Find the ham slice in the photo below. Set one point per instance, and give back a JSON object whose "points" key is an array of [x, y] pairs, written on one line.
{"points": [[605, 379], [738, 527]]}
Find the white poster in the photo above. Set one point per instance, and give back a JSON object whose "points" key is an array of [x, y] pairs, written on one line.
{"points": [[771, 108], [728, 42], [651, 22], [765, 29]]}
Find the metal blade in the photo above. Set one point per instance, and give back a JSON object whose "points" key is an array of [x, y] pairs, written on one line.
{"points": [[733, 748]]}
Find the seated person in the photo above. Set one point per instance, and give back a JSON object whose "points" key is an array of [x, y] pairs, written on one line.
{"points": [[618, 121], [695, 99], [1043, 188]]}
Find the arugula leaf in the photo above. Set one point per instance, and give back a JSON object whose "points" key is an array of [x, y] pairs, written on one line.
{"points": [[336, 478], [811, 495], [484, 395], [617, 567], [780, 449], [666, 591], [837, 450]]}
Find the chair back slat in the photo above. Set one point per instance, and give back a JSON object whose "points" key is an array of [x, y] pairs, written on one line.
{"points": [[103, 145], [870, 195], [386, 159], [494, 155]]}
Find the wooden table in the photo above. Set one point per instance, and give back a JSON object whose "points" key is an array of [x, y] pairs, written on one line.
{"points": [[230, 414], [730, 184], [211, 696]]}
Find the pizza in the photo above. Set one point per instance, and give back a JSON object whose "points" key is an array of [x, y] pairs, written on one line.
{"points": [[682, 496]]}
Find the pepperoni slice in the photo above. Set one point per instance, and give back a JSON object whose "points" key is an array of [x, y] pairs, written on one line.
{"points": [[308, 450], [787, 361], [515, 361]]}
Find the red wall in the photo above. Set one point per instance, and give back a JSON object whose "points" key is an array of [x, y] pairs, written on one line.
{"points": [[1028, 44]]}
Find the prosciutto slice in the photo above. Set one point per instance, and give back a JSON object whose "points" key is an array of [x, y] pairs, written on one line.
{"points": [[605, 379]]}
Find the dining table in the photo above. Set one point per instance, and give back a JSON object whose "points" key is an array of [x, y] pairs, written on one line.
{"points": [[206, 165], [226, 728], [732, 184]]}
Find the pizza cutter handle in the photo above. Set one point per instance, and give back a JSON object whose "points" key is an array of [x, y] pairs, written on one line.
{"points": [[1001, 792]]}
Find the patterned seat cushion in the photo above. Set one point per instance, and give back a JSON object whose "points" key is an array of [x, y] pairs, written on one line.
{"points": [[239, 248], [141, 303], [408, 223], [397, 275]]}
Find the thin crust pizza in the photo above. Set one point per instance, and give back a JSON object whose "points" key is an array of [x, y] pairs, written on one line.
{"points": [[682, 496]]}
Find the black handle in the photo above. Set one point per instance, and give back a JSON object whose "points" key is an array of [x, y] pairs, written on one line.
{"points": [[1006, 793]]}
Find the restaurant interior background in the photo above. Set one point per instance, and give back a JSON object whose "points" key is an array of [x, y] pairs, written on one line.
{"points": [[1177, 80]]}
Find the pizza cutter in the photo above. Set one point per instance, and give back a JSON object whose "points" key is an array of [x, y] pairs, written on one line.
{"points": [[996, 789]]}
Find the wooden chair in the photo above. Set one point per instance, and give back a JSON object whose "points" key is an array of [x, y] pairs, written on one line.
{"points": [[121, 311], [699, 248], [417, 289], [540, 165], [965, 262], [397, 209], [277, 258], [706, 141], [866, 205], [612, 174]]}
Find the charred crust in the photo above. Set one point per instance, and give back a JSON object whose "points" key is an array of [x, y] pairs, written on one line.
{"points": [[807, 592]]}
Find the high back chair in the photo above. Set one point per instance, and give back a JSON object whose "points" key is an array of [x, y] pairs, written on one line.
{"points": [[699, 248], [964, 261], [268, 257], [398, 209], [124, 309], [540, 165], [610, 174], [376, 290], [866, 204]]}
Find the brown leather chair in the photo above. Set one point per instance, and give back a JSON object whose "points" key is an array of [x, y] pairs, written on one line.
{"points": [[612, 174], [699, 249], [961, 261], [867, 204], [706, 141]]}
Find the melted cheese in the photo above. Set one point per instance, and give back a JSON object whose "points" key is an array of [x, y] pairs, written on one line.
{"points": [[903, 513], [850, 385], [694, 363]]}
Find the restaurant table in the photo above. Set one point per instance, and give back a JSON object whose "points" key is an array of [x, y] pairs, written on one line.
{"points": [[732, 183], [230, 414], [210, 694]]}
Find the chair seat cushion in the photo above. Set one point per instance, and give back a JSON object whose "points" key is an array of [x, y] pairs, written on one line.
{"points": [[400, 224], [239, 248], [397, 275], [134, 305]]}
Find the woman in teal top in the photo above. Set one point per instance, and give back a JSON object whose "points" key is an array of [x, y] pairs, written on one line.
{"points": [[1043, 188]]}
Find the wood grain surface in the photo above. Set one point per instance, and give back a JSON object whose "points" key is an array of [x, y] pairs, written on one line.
—————
Set down the whole listing once more, exactly as it appears.

Find the ham slice in the photo below. Set one point per instance, and give back a JSON object whose "points" key is an array of [x, y] pairs, written on one line.
{"points": [[605, 379], [738, 527]]}
Find the white poster in the photo above. Set one point per instance, and give back a JSON object whose "points" key is an array of [x, y] pairs, written on one line.
{"points": [[771, 108], [728, 42], [651, 22], [765, 29]]}
Find the metal blade in the photo above. Set one point per instance, and give back a JSON object whose "points" key is an array of [x, y] pairs, written on one line.
{"points": [[733, 748]]}
Find the seated person in the photo above. Set one point per instance, and give back a JSON object whose "points" key is an array of [x, y] pairs, written on one line.
{"points": [[618, 121], [695, 99], [1043, 188]]}
Find the arugula leaf in the photo above. Set one point per instance, and give back a JSON object whose "points" key is an array of [x, y] pairs, written on one line.
{"points": [[336, 478], [811, 495], [484, 395], [617, 567], [780, 449], [666, 591], [837, 450]]}
Find the chair back slat in the photo above. Set one point per instance, and give back a JSON object whose "points" key is an array of [x, y] pairs, written on one line.
{"points": [[103, 145], [870, 195], [386, 159], [494, 155]]}
Find the wooden table in the photo above. Set one point per instance, and give back a JSON object whose "points" key is an array of [x, y] pairs, written on one line.
{"points": [[230, 414], [730, 184], [211, 696]]}
Find the pizza in the photo above. Set one point per instance, and give back a JSON object whose "points" key is an array of [x, y] pairs, written on one line.
{"points": [[682, 496]]}
Find the pepperoni slice in the photo above. Set one point per instance, and give back a JSON object whose "points" key is an array of [x, y] pairs, written on one line.
{"points": [[308, 450], [787, 361], [515, 361]]}
Find the red wall in the photo above. Set one point per instance, and give back a JSON object whose "points" key is an array of [x, y] pairs, written on one line.
{"points": [[1028, 44]]}
Find the prosciutto slice in the photo above. Set one point per instance, and give back a JSON object whose "points" key is an array of [x, y] pairs, written on one line.
{"points": [[605, 379]]}
Find the dining table in the photo above. Set one point per instance, and give back a JSON object whose "points" key is an array of [x, y] pairs, written on one line.
{"points": [[206, 165], [226, 728], [732, 184]]}
Find the pizza cutter handle in the photo above. Set one point per instance, and give back a JSON object whose "points" key is an array of [x, y] pairs, written on one line.
{"points": [[1001, 792]]}
Find the patterned seat cushion in the photo above. Set one point per instance, and give back a JSON object whose "points" key is an array of [x, y] pairs, written on one line.
{"points": [[239, 248], [141, 303], [408, 223], [397, 275]]}
Find the thin crust pizza in the photo above. Set one point per instance, and give back a JSON object whose "points" key is an array of [x, y] pairs, written on one line.
{"points": [[682, 496]]}
Find the black handle in the photo above. Set one point per instance, and give back a JSON object whose "points" key is an array of [x, y] pairs, written on one line.
{"points": [[1006, 793]]}
Find the restaurant interior background in the photo above. Set one point per instance, and give back a JSON object whose "points" key is an array of [x, y] pairs, written on one line.
{"points": [[1177, 80]]}
Find the pizza cutter in the photo above. Set one point per instance, and give back a JSON object whose "points" key is an array of [x, y] pairs, written on one line.
{"points": [[996, 789]]}
Find the wooden chair in the photo above. Set one point per instance, and give back a JSON object whose "points" key is an array of [x, y] pairs, written on one line.
{"points": [[121, 311], [699, 248], [417, 289], [540, 165], [965, 262], [397, 209], [277, 258], [706, 141], [866, 205], [612, 174]]}
Find the charred crust in the photo above. Set one point per instance, and give back a JSON object whose "points" key is an array of [x, y] pairs, written on one line.
{"points": [[807, 592]]}
Find the high back chair in the photo above. Set one point per instance, and give back a JSON object whose "points" key is an array of [x, y] pairs, written on one line.
{"points": [[699, 248], [964, 261], [268, 257], [398, 209], [124, 309], [540, 165], [610, 174], [376, 290], [866, 204]]}
Find the brown leather chair in the photo above. Set one point per instance, and give back a JSON object whose "points" key is an array of [x, y] pairs, written on one line.
{"points": [[612, 174], [699, 249], [961, 261], [867, 204], [706, 141]]}
Find the melted cheese in the photo above. Set one point per instance, and give back a JSON object whose "points" key is an array of [x, y] pairs, written on one line.
{"points": [[903, 513], [850, 385], [694, 363]]}
Find the restaurant table in the photo above. Set one point per instance, and give back a JSON object whose "points" key is an array of [x, y] pairs, written on one line.
{"points": [[732, 183], [230, 414], [210, 694]]}
Find the chair seat cushion in the photo above. Set one point per instance, and give back a JSON object whose "points" key is an array of [x, y] pairs, written on one line.
{"points": [[400, 224], [239, 248], [397, 275], [134, 305]]}
Find the woman in teal top in the photo above. Set one point per instance, and give back a JSON object whose "points" key is an array of [x, y] pairs, written on one line.
{"points": [[1043, 188]]}
Find the wood grain surface in the photo above. Set one point per instance, and give back a JSON object whose "points" key is an array of [x, y] pairs, written on one line.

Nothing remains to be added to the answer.